EXERCISE: Take the line that has "Would you mind indicating the person's" in it and every line after it to the end of the entries, and reproduce them exactly.

========================================

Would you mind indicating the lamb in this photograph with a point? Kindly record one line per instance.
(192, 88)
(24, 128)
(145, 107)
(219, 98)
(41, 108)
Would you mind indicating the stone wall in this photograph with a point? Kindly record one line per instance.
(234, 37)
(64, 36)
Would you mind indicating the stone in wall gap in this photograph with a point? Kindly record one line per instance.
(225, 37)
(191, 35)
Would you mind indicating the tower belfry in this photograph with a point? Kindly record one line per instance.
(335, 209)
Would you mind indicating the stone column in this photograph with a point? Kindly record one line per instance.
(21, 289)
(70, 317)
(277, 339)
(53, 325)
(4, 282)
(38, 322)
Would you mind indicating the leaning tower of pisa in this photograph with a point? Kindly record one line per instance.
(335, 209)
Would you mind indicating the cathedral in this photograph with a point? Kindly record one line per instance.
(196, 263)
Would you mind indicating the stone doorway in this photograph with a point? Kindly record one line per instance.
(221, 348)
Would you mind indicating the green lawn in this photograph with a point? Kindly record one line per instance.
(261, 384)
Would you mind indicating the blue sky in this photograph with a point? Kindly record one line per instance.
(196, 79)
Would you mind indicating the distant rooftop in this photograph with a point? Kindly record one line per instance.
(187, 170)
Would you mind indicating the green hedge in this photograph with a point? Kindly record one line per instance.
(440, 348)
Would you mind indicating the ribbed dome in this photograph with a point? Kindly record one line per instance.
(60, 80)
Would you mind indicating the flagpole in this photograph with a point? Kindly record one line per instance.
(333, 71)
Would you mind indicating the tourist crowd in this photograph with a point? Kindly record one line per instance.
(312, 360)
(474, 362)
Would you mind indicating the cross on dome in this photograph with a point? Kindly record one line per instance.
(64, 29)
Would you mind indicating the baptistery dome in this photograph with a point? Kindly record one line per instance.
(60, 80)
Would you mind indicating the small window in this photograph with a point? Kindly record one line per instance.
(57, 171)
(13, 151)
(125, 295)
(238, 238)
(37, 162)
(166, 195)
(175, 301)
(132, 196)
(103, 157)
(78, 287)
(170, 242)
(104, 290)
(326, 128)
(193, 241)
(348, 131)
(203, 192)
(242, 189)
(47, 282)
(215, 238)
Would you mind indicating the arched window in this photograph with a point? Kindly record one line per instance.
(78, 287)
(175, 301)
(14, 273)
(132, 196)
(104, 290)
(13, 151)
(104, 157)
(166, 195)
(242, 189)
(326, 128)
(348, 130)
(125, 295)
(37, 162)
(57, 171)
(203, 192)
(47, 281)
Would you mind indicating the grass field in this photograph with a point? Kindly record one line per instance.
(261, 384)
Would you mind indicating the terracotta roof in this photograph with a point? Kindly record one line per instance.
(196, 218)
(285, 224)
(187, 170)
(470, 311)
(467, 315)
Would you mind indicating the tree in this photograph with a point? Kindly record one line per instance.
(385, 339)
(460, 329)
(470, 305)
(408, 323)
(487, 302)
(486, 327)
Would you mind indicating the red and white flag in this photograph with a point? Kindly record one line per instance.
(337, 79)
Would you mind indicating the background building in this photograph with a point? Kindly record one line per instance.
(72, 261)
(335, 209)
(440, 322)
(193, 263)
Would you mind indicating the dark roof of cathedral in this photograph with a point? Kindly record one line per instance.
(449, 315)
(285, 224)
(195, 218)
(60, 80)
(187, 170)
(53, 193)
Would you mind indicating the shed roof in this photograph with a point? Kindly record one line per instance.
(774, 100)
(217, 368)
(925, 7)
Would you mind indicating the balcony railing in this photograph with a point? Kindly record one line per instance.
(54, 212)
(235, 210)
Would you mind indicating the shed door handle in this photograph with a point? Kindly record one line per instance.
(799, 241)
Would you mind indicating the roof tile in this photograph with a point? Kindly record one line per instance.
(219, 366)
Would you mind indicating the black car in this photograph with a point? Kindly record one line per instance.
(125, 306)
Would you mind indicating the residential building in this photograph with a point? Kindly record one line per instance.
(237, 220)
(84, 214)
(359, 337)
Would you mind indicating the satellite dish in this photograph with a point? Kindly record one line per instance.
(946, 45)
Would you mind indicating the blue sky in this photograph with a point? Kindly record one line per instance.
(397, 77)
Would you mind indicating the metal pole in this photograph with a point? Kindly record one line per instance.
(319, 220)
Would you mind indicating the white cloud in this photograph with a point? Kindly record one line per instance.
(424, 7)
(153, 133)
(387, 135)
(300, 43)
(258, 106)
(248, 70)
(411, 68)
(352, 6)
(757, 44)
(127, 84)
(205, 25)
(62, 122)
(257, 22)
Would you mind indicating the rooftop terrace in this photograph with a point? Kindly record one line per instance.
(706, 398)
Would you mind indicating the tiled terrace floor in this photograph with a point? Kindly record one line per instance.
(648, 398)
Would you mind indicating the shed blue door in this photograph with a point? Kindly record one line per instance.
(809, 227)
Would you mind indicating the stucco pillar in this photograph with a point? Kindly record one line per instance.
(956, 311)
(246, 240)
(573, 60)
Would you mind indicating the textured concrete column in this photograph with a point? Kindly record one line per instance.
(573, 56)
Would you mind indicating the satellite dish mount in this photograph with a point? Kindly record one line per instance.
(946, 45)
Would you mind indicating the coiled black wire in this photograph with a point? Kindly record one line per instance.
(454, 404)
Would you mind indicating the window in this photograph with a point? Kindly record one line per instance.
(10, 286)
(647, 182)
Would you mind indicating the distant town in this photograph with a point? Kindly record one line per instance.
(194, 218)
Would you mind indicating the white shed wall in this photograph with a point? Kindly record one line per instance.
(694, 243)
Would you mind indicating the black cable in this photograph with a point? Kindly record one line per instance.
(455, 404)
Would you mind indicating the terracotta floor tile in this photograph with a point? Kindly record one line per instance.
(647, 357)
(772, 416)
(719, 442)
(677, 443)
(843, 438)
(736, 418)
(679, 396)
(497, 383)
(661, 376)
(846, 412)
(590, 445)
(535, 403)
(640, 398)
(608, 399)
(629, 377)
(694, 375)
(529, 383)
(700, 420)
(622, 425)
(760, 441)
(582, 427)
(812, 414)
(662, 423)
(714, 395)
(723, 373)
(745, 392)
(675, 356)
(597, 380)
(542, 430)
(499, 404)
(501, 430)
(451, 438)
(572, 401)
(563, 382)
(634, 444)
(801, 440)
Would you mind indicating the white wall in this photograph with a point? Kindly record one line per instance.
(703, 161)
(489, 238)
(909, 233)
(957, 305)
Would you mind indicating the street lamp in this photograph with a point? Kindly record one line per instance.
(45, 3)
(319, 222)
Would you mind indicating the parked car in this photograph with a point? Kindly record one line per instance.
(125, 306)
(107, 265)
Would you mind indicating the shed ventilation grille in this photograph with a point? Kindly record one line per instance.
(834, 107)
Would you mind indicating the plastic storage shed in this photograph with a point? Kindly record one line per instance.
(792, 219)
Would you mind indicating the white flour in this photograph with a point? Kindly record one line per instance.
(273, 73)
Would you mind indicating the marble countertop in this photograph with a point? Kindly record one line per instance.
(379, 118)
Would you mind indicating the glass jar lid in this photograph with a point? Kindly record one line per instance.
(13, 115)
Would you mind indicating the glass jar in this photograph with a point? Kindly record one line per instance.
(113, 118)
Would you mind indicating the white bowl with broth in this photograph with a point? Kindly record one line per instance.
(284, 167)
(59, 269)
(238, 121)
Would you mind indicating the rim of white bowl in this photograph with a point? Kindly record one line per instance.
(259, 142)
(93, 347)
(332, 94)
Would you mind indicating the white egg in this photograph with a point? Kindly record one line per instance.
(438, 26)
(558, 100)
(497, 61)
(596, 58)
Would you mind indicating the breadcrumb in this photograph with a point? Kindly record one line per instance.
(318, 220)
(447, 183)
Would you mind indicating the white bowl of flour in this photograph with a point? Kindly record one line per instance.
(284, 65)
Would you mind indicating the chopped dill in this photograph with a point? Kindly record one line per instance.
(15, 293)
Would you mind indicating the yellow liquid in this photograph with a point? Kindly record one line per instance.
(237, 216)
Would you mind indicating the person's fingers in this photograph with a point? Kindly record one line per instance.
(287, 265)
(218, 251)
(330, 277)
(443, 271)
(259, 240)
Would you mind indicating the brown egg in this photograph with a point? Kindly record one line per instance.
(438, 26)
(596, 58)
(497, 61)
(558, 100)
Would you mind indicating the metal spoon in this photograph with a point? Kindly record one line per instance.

========================================

REPLY TO THE TASK:
Would you mind indicating the person's fingers in this photograph with a point? Kindly record one line per instance.
(287, 265)
(218, 251)
(330, 277)
(443, 271)
(259, 240)
Would you mind indicating the brown egg in this photograph with a point? Kindly record one line per instance.
(438, 26)
(596, 58)
(497, 61)
(558, 100)
Would you mind indicating the metal spoon in this photograph with a point? Kindly record one line per instance.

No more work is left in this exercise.